> _Exercise task_: Put the rows into a Markdown table with the columns No and Line, starting with the line that contains "Can you see the small" and going on through the end of the rows. Give each line its own number and leave out blank lines.

---

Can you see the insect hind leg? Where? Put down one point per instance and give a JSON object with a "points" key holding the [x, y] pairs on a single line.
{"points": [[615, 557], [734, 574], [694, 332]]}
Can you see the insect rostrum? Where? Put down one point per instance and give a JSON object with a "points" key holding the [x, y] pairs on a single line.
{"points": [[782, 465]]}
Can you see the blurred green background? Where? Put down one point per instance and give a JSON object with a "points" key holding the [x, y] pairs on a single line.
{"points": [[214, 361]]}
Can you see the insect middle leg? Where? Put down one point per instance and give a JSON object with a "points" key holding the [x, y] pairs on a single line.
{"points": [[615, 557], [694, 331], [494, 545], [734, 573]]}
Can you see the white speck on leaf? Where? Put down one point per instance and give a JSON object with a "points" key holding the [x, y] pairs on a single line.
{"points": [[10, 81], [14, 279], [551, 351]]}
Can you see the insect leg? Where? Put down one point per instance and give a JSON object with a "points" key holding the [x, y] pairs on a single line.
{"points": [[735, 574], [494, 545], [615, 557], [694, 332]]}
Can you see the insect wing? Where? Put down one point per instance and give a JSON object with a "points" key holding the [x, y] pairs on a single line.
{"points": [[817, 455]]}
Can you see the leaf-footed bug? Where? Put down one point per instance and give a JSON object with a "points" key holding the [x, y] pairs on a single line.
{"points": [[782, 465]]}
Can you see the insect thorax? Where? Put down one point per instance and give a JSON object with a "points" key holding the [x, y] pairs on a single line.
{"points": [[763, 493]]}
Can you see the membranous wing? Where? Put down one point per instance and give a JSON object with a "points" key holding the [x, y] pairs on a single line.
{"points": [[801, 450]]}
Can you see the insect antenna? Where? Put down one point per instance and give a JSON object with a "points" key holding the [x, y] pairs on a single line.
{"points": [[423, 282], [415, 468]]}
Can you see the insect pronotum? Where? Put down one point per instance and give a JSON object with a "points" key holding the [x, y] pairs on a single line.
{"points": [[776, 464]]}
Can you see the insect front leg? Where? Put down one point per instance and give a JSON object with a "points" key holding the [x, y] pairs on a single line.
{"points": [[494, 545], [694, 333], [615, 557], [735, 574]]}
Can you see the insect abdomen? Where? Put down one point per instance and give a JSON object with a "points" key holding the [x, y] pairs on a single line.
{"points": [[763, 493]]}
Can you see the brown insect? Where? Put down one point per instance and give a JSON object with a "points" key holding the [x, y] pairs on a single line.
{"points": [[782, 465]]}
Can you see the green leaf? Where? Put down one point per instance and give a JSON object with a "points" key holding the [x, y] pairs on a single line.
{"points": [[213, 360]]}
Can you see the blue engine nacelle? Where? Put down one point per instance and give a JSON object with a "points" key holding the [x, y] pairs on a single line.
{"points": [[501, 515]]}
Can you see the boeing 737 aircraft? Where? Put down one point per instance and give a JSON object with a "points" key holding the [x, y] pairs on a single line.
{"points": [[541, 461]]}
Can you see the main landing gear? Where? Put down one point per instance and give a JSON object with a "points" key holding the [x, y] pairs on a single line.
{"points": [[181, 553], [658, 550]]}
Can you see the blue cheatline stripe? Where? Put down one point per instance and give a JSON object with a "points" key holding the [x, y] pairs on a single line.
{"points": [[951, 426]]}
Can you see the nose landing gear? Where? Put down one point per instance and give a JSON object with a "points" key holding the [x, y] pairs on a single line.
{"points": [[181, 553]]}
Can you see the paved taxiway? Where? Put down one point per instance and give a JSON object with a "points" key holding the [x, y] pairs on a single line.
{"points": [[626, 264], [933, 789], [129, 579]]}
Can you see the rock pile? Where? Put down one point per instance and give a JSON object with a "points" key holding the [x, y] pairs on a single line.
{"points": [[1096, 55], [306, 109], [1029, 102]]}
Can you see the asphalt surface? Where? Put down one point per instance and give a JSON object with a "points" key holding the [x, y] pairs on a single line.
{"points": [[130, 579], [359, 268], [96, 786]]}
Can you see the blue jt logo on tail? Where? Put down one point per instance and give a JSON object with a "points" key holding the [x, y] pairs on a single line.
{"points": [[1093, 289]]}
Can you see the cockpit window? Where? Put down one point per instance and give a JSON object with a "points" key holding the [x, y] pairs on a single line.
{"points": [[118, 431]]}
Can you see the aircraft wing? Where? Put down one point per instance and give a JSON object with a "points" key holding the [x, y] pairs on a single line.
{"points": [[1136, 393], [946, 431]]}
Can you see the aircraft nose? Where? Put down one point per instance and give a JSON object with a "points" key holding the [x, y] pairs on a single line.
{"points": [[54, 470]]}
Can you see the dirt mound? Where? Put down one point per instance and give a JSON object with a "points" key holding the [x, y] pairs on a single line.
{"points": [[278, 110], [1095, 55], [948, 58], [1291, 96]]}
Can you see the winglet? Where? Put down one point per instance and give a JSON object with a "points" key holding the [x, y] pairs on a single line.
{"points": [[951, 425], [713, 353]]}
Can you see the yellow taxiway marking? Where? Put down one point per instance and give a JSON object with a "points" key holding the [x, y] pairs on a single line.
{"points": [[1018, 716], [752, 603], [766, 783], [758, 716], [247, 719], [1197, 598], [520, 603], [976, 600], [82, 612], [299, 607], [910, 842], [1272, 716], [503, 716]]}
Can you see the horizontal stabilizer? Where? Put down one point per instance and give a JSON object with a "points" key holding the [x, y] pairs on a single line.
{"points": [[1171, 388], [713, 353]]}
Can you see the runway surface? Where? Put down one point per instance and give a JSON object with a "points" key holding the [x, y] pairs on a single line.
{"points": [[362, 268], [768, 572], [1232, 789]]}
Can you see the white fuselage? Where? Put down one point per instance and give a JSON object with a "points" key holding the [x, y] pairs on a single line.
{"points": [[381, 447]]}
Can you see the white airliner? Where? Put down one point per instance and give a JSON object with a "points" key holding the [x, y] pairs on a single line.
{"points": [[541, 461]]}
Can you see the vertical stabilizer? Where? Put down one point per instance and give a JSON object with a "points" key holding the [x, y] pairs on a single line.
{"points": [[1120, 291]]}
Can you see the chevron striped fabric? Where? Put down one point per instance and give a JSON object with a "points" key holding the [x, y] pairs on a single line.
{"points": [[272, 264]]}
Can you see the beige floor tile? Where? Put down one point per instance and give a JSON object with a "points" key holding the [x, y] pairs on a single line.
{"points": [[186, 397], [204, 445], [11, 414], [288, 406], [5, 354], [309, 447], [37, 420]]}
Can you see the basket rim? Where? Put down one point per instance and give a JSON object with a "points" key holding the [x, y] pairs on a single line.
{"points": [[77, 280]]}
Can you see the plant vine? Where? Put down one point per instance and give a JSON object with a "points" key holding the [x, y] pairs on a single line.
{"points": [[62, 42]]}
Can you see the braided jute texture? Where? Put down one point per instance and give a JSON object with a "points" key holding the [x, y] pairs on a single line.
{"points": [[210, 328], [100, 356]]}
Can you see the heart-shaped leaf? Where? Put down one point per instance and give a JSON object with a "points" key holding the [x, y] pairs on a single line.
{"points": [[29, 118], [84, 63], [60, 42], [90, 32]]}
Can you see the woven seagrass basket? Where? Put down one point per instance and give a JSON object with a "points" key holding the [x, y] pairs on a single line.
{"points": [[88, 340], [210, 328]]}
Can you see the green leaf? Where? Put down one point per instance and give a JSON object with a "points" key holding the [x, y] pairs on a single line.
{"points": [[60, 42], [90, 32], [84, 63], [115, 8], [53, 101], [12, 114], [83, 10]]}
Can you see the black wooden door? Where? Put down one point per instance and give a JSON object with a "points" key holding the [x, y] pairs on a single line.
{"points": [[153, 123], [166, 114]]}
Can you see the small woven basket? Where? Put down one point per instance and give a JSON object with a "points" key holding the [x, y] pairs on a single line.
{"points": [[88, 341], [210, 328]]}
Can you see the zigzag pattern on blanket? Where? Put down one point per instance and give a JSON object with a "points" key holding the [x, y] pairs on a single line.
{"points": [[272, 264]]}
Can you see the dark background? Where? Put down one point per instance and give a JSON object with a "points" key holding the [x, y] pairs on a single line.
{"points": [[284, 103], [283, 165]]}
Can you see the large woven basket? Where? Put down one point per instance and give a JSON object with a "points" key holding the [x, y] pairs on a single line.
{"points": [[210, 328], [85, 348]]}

---

> _Answer to the task_:
| No | Line |
|---|---|
| 1 | Can you see the small woven basket? Where? Put down one point per instance and give a JSON object with a "points" key holding the [x, y] pairs on a single line. |
| 2 | {"points": [[88, 341], [210, 328]]} |
| 3 | Can you see the zigzag pattern on blanket? Where? Put down one point per instance and give a JSON object with a "points" key holding the [x, y] pairs on a single line. |
| 4 | {"points": [[272, 264]]} |
| 5 | Can you see the dark background? Where? Put down one point per instance and give a JSON object with a "points" key holding the [x, y] pairs on a single line. |
| 6 | {"points": [[284, 103], [283, 165]]} |
| 7 | Can you see the large woven basket? Where? Put down one point per instance and give a JSON object with a "points" key holding the [x, y] pairs on a single line. |
| 8 | {"points": [[210, 328], [85, 348]]} |